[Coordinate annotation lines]
+++
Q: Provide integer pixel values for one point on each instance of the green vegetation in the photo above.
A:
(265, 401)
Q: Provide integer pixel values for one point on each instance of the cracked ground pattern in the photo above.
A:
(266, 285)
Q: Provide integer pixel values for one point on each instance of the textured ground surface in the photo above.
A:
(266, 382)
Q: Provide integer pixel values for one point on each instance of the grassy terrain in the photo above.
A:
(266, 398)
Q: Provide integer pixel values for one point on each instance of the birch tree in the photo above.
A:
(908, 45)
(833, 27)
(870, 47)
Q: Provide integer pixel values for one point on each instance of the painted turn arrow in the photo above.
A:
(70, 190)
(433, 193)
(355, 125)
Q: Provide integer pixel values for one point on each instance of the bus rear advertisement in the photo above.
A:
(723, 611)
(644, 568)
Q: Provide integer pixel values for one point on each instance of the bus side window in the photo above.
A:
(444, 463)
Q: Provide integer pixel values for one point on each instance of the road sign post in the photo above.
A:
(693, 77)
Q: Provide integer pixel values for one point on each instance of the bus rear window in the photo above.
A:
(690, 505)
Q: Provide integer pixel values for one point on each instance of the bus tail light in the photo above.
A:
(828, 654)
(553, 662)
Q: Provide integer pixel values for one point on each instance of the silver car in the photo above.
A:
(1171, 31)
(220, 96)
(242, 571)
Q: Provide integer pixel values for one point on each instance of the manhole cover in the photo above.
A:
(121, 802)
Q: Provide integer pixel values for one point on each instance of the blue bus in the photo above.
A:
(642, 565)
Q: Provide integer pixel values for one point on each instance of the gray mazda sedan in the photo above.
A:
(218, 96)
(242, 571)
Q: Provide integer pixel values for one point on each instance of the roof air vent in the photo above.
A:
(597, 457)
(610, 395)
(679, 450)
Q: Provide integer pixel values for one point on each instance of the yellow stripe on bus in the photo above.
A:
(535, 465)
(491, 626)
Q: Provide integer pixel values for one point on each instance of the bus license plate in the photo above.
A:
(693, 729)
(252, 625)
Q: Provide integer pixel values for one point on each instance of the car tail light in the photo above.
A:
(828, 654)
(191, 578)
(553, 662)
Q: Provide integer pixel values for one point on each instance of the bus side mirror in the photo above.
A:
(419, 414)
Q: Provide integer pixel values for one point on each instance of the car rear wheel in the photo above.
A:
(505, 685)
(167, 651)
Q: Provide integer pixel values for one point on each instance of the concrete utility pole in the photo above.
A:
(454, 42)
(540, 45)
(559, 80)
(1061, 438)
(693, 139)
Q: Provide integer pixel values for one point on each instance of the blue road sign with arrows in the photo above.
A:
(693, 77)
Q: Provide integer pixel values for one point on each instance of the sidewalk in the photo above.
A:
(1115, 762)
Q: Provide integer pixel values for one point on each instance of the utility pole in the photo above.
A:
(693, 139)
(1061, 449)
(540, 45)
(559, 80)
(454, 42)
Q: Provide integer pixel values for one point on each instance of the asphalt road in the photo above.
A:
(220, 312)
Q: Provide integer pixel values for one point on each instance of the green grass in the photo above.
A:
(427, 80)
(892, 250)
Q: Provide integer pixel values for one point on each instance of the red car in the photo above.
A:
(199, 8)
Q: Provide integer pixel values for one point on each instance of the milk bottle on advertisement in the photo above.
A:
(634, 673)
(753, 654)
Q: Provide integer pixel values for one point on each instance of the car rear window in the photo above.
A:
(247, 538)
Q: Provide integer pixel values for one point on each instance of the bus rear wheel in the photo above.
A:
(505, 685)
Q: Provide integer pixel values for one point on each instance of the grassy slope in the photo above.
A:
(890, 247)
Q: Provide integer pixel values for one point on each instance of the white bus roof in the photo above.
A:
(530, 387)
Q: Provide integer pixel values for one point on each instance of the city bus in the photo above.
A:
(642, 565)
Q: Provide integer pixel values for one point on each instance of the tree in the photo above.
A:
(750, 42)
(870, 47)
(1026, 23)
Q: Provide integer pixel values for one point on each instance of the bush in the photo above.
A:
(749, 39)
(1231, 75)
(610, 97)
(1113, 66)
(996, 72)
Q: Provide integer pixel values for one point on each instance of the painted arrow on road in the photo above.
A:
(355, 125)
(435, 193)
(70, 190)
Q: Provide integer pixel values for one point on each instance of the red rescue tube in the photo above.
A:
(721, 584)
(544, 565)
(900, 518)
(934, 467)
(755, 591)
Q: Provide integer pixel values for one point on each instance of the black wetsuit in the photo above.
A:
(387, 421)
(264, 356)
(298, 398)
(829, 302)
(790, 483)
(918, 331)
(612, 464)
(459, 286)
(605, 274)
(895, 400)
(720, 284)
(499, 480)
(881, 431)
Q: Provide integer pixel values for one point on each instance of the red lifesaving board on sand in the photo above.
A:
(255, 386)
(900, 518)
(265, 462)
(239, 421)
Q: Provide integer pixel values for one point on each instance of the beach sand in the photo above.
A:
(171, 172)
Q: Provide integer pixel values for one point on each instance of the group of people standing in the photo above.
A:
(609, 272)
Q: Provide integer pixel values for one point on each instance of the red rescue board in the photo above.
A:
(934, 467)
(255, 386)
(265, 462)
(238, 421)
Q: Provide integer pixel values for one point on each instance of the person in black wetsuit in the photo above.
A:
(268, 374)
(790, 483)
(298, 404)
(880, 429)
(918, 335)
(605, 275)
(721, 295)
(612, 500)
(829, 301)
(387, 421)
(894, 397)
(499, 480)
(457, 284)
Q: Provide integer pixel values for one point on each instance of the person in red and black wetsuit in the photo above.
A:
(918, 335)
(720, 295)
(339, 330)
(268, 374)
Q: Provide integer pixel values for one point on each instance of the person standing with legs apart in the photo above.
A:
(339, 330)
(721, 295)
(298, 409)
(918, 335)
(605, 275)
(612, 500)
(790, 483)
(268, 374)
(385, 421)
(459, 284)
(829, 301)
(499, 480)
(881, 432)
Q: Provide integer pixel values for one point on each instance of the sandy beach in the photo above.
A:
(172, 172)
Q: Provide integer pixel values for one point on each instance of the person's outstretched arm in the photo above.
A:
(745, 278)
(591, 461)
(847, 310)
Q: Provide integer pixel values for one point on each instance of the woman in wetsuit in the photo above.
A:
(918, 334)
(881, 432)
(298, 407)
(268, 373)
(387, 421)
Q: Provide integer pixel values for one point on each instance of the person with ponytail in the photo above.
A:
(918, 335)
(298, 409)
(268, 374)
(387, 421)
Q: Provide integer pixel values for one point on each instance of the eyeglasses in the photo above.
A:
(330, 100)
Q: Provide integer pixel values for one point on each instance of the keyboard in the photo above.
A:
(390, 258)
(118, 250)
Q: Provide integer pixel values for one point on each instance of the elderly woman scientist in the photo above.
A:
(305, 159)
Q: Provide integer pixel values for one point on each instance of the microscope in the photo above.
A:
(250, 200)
+++
= WHAT TO WORK ON =
Put the lines above into a numbered list, omitting any blank lines.

= TASK SOLUTION =
1. Q: Provide integer pixel values for one point on each instance of the green vegetation in the photo above.
2. A:
3. (265, 401)
4. Q: Provide integer pixel values for one point on each instance of the cracked ground pattern in the photo above.
5. A:
6. (266, 285)
7. Q: Provide integer pixel values for one point on each instance of the textured ground surface in the photo above.
8. A:
9. (266, 382)
10. Q: Provide integer pixel values for one point on each instance of the grassy terrain in the photo above.
11. A:
12. (266, 398)
13. Q: Provide integer pixel values for one point on each instance of the birch tree in the photo above.
14. A:
15. (908, 45)
16. (833, 27)
17. (870, 47)
18. Q: Provide integer pixel values for one point on each instance of the painted turn arrow in the photo above.
19. A:
20. (70, 190)
21. (433, 193)
22. (355, 125)
23. Q: Provide integer pixel values for one point on each instance of the bus rear advertisement in the photo above.
24. A:
25. (723, 611)
26. (644, 568)
27. Q: Provide integer pixel values for one point on each instance of the bus side window in the photo above.
28. A:
29. (444, 463)
30. Q: Provide integer pixel values for one point on each instance of the road sign post in the photo above.
31. A:
32. (693, 77)
33. Q: Provide integer pixel values for one point on each instance of the bus rear window in the photo above.
34. A:
35. (690, 505)
36. Q: Provide integer pixel values for one point on each instance of the bus tail light in the photo above.
37. A:
38. (828, 654)
39. (553, 662)
40. Q: Provide integer pixel values for one point on each instance of the silver car in the photo above.
41. A:
42. (1171, 31)
43. (220, 96)
44. (242, 571)
45. Q: Provide integer pixel values for one point on each instance of the manhole cover in the photo above.
46. A:
47. (121, 802)
48. Q: Provide integer pixel values for one point on each instance of the blue bus in the photo above.
49. A:
50. (642, 565)
51. Q: Provide integer pixel values for one point on each instance of the gray mazda sedan in the photo above.
52. A:
53. (218, 96)
54. (242, 571)
55. Q: Provide integer pixel values for one point on each instance of the roof air vent in the photo above.
56. A:
57. (597, 457)
58. (610, 395)
59. (679, 450)
60. Q: Provide integer pixel values for one point on each instance of the yellow stripe on bus in the photo above.
61. A:
62. (535, 465)
63. (491, 626)
64. Q: Provide integer pixel values for one point on each instance of the bus license plate in the photo above.
65. A:
66. (693, 729)
67. (252, 625)
68. Q: Provide integer pixel values for one point on each instance of the car tail light in the photo above.
69. A:
70. (828, 654)
71. (191, 578)
72. (553, 662)
73. Q: Provide integer pixel values for one point on each instance of the bus side mirror in the photo above.
74. A:
75. (419, 414)
76. Q: Provide integer pixel values for one point on each instance of the car rear wheel in the photo above.
77. A:
78. (505, 685)
79. (167, 651)
80. Q: Provide integer pixel values for one point on each instance of the concrete utility pole in the photo above.
81. A:
82. (454, 42)
83. (540, 45)
84. (559, 80)
85. (1061, 438)
86. (693, 139)
87. Q: Provide integer pixel values for one point on each instance of the blue road sign with arrows in the photo above.
88. A:
89. (693, 77)
90. Q: Provide integer pixel values for one point on each instance of the sidewalk in the photo above.
91. A:
92. (1115, 762)
93. Q: Provide integer pixel values for one point on each instance of the utility pole in the photo above.
94. A:
95. (693, 139)
96. (1061, 449)
97. (540, 45)
98. (559, 80)
99. (454, 42)
100. Q: Provide integer pixel values for one point on each instance of the asphalt road in the photo above.
101. A:
102. (220, 312)
103. Q: Provide integer pixel values for one point on each instance of the green grass in the photo above.
104. A:
105. (427, 80)
106. (892, 250)
107. Q: Provide integer pixel values for one point on each instance of the red car in the photo above.
108. A:
109. (199, 8)
110. Q: Provide integer pixel values for one point on each instance of the milk bottle on advertisement in the photo above.
111. A:
112. (634, 673)
113. (753, 654)
114. Q: Provide integer pixel values for one point on each instance of the car rear window in the photo above.
115. A:
116. (247, 538)
117. Q: Provide integer pixel values for one point on each instance of the bus rear wheel in the photo above.
118. A:
119. (505, 685)
120. Q: Provide integer pixel values for one point on each instance of the grassy slope in the photo above.
121. A:
122. (890, 247)
123. Q: Provide integer pixel values for one point on each instance of the white bus roof in the photo above.
124. A:
125. (530, 387)
126. Q: Provide integer pixel values for one point on each instance of the city bus in the photo above.
127. A:
128. (642, 565)
129. Q: Provide integer pixel values for one point on each instance of the tree in the photo above.
130. A:
131. (750, 42)
132. (870, 47)
133. (1026, 23)
134. Q: Provide integer pixel values for one point on each instance of the bush in the photo above.
135. A:
136. (749, 39)
137. (1231, 75)
138. (610, 97)
139. (1113, 66)
140. (996, 72)
141. Q: Provide integer pixel values for one point on each instance of the painted arrow on road in the photo above.
142. A:
143. (355, 125)
144. (435, 193)
145. (70, 190)
146. Q: Provide integer pixel values for one point on each instance of the red rescue tube in the photo above.
147. A:
148. (721, 584)
149. (544, 565)
150. (900, 518)
151. (934, 467)
152. (755, 591)
153. Q: Provide integer pixel values for one point on each instance of the black wetsuit in the photo above.
154. A:
155. (387, 421)
156. (264, 356)
157. (298, 398)
158. (829, 302)
159. (790, 483)
160. (918, 331)
161. (612, 464)
162. (459, 286)
163. (605, 274)
164. (895, 400)
165. (720, 284)
166. (499, 480)
167. (881, 431)
168. Q: Provide integer pixel values for one point on each instance of the red lifesaving board on sand in the photo above.
169. A:
170. (255, 386)
171. (900, 518)
172. (265, 462)
173. (239, 421)
174. Q: Provide integer pixel values for one point on each instance of the beach sand in the photo above.
175. A:
176. (171, 172)
177. Q: Provide integer pixel values for one point on each instance of the group of people standing in the photo above.
178. A:
179. (609, 272)
180. Q: Provide integer pixel values for one point on each instance of the red rescue board in the photo above.
181. A:
182. (934, 467)
183. (255, 386)
184. (265, 462)
185. (238, 421)
186. Q: Provide integer pixel values for one point on each instance of the person in black wetsuit in the photo above.
187. A:
188. (268, 374)
189. (790, 483)
190. (298, 404)
191. (880, 429)
192. (918, 335)
193. (605, 275)
194. (721, 295)
195. (612, 500)
196. (829, 301)
197. (387, 421)
198. (894, 397)
199. (499, 480)
200. (457, 284)
201. Q: Provide integer pixel values for one point on each instance of the person in red and black wetsuit in the photo above.
202. A:
203. (918, 335)
204. (720, 295)
205. (339, 330)
206. (268, 374)
207. Q: Provide integer pixel values for one point on each instance of the person standing with legs apart in the photo above.
208. A:
209. (339, 330)
210. (721, 295)
211. (298, 409)
212. (918, 335)
213. (605, 275)
214. (612, 500)
215. (790, 483)
216. (268, 374)
217. (385, 421)
218. (459, 284)
219. (829, 301)
220. (499, 480)
221. (881, 432)
222. Q: Provide integer pixel values for one point on each instance of the sandy beach in the photo above.
223. A:
224. (172, 172)
225. Q: Provide integer pixel values for one point on each instance of the person's outstretched arm in the photo above.
226. A:
227. (745, 278)
228. (591, 461)
229. (847, 310)
230. Q: Provide integer pixel values for one point on each instance of the woman in wetsuit in the photo above.
231. A:
232. (918, 334)
233. (881, 432)
234. (298, 407)
235. (268, 373)
236. (387, 421)
237. Q: Provide integer pixel values for one point on each instance of the person with ponytail in the photo above.
238. A:
239. (918, 335)
240. (298, 409)
241. (268, 374)
242. (387, 421)
243. Q: Provide integer pixel values for one point on each instance of the eyeglasses in the photo above.
244. A:
245. (330, 100)
246. Q: Provide integer pixel values for one point on each instance of the keyboard in the photo above.
247. A:
248. (390, 258)
249. (118, 250)
250. Q: Provide integer pixel values for one point on each instance of the elderly woman scientist in the photo above.
251. A:
252. (305, 159)
253. Q: Provide integer pixel values for one point on each instance of the microscope in the photo above.
254. A:
255. (250, 200)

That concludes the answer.